Tasks to perform
1) In the passage on DLCs, what do the oracles sign?
2) Swap "smart contracts" for "programmable contracts" in the passage on DLCs, and give back the part that opens with the words containing "For those unfamiliar" and closes with "a certain way.".

Lava seeks to provide the same user benefit of such centralized platforms that are searched in a decentralized and atomic manner, using DLCs.

For those unfamiliar with the concept, DLCs are smart contracts designed to settle in a certain way depending on the outcome of an event outside of the Bitcoin protocol, such as the price of Bitcoin, the outcome of a sports game, etc. This is done by relying on an oracle, or a group of multiple oracles, who sign a message attesting to the actual outcome of the real-world event. These signed messages are used as the basis for switch signatures that open specific pre-signed transactions that settle the contract in a certain way.

The benefit of DLCs is that they can be implemented privately. As long as oracles publish the keys they will use to sign outcomes for specific events at specific times, any user can take that information and create pre-signed transactions to settle correctly based on the set of possible outcomes without the oracle ever knowing that the contract exists. Simply put, the oracle broadcasts the signed message publicly at the appropriate time, giving both users all the information they need to settle the contract correctly.

Dataset entries
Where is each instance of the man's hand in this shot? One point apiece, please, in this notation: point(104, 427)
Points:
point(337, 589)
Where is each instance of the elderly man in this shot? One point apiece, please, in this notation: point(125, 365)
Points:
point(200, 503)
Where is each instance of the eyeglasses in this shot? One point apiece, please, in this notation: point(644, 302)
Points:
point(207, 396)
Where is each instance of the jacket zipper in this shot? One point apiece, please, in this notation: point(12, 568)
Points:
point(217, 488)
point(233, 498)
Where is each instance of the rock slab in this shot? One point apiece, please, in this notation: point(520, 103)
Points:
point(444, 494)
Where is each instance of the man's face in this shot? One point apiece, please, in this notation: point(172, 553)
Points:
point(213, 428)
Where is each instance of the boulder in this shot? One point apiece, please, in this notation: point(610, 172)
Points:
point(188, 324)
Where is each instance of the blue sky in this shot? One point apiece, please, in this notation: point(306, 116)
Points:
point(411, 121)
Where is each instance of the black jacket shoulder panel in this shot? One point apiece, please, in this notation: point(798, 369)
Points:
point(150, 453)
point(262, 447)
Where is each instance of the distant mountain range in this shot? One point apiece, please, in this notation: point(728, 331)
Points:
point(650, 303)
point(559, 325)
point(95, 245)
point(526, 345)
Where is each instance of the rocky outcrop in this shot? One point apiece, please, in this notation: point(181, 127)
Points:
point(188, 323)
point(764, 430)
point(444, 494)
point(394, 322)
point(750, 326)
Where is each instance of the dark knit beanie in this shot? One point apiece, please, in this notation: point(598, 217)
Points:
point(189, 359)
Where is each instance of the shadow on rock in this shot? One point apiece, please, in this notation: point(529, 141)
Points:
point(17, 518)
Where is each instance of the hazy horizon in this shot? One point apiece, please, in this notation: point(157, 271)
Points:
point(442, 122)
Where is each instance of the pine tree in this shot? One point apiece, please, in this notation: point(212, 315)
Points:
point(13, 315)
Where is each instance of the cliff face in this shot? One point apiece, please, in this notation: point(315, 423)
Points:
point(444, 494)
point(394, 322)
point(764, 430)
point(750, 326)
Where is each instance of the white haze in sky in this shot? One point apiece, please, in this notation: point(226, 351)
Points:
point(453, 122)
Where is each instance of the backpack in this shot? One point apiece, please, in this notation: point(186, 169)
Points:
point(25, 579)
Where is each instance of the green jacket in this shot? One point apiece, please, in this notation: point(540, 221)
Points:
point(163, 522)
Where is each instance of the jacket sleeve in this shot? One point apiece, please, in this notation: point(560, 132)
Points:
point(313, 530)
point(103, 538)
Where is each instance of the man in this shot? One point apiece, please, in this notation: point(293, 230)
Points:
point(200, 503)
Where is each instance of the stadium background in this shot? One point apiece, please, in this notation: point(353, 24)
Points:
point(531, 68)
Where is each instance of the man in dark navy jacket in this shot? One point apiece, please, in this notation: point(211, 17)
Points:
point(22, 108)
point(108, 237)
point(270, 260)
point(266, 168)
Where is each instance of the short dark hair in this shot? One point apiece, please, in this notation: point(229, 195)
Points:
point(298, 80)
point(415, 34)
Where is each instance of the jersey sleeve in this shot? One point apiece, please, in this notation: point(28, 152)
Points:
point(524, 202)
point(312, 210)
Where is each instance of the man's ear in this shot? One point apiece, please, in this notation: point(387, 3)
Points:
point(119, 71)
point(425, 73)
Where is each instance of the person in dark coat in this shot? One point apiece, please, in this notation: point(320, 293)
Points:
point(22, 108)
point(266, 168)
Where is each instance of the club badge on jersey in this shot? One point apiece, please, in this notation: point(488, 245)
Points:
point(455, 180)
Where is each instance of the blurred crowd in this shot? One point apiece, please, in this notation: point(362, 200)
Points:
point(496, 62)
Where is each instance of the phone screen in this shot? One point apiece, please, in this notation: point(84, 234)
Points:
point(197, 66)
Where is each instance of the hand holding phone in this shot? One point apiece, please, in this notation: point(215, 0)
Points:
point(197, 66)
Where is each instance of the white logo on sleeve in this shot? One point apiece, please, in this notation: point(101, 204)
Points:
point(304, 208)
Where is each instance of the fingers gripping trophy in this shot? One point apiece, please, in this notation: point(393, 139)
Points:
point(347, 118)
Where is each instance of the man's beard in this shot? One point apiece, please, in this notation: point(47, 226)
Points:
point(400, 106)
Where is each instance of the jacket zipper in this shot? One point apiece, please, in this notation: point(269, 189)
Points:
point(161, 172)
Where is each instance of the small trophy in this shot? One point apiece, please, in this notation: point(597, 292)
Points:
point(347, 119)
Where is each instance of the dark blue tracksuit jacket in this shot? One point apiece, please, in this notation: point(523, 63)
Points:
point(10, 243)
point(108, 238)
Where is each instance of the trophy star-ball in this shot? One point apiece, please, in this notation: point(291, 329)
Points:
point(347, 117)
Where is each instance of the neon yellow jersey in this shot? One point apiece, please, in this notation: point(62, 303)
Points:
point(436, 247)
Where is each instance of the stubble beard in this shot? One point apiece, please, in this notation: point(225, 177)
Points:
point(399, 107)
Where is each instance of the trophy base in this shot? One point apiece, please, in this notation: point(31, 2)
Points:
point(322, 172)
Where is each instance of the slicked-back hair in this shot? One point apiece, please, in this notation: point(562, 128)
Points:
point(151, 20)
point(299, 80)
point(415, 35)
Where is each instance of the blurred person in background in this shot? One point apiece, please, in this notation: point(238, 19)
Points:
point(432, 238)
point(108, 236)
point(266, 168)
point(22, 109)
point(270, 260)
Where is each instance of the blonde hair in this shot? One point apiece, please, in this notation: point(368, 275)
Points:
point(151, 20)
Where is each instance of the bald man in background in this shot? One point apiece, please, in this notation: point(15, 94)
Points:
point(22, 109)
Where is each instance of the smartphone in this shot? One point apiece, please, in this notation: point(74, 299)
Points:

Correct answers
1) They sign a message attesting to the actual outcome of the real-world event.

2)
For those unfamiliar with the concept, DLCs are programmable contracts designed to settle in a certain way depending on the outcome of an event outside of the Bitcoin protocol, such as the price of Bitcoin, the outcome of a sports game, etc. This is done by relying on an oracle, or a group of multiple oracles, who sign a message attesting to the actual outcome of the real-world event. These signed messages are used as the basis for switch signatures that open specific pre-signed transactions that settle the contract in a certain way.